Present every line of the data below as a numbered list, with any blank lines left out.

Records from a data source:

◆ ◆ ◆

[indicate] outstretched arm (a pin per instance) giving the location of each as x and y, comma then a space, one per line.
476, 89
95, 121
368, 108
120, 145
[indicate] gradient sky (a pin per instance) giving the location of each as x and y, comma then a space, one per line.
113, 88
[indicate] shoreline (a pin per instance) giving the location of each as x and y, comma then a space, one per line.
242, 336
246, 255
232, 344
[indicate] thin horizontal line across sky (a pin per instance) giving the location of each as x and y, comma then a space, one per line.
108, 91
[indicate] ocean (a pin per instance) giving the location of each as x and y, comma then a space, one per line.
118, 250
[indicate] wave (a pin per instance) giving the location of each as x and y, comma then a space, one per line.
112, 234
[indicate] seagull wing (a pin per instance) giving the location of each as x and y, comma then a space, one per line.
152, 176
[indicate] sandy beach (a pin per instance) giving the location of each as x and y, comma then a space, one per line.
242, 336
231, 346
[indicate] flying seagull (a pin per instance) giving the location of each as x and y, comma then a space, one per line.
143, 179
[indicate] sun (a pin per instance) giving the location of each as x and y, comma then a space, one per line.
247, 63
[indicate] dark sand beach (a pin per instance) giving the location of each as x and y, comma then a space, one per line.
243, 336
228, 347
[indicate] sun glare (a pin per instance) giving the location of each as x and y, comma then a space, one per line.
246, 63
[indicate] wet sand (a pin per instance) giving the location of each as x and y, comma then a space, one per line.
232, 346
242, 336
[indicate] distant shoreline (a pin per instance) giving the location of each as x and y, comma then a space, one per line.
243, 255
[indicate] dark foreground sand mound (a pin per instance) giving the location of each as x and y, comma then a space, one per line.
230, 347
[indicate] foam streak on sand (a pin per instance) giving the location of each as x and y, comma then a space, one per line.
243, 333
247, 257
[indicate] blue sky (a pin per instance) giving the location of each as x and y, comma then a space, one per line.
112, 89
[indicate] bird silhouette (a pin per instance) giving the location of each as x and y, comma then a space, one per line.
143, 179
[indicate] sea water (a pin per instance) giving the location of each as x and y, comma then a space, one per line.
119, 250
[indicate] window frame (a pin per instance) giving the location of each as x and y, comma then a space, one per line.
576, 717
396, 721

◆ ◆ ◆

In response.
1. [indicate] outstretched arm (a pin per instance) giving the location of each as x and y, comma then a space, one per line.
2. 476, 89
3. 95, 121
4. 368, 108
5. 120, 145
6. [indicate] gradient sky (a pin per instance) giving the location of each as x and y, comma then a space, one per line.
7. 113, 88
8. [indicate] shoreline (a pin per instance) giving the location of each as x and y, comma then a space, one per line.
9. 242, 336
10. 246, 255
11. 232, 344
12. [indicate] thin horizontal line across sky (a pin per instance) giving the location of each as x and y, comma then a space, one per line.
13. 108, 91
14. [indicate] ocean (a pin per instance) giving the location of each as x and y, comma then a space, one per line.
15. 118, 250
16. [indicate] wave (a pin per instance) giving the location of each as x and y, comma then a space, one per line.
17. 112, 234
18. [indicate] seagull wing (a pin per instance) giving the location of each as x and y, comma then a space, one per line.
19. 152, 176
20. [indicate] sandy beach (a pin per instance) giving the location of each as x and y, comma then a space, one per line.
21. 242, 336
22. 231, 346
23. [indicate] flying seagull (a pin per instance) giving the location of each as x and y, comma then a space, one per line.
24. 143, 179
25. [indicate] sun (a pin per instance) giving the location of each as x and y, comma then a space, one per line.
26. 247, 63
27. [indicate] dark sand beach (a pin per instance) giving the location of each as x and y, comma then a space, one per line.
28. 243, 336
29. 228, 347
30. [indicate] sun glare (a pin per instance) giving the location of each as x and y, comma then a space, one per line.
31. 246, 63
32. [indicate] wet sand (a pin per instance) giving the location of each as x and y, comma then a space, one per line.
33. 232, 346
34. 242, 336
35. [indicate] distant shoreline (a pin per instance) giving the location of each as x and y, comma then a space, one per line.
36. 243, 255
37. [indicate] dark foreground sand mound (a pin per instance) giving the location of each as x and y, comma then a space, one per line.
38. 230, 347
39. [indicate] foam streak on sand (a pin per instance) giving the location of each as x and y, comma then a space, one per line.
40. 243, 333
41. 247, 257
42. [indicate] blue sky (a pin per instance) giving the location of each as x and y, comma then a space, one per line.
43. 112, 89
44. [indicate] bird silhouette (a pin per instance) giving the location of each as x and y, comma then a space, one per line.
45. 143, 179
46. [indicate] sea water (a pin per instance) giving the location of each as x and y, comma then a space, one per line.
47. 119, 250
48. [indicate] window frame (a pin per instance) giving the location of each as x and y, comma then a space, one per line.
49. 576, 717
50. 396, 721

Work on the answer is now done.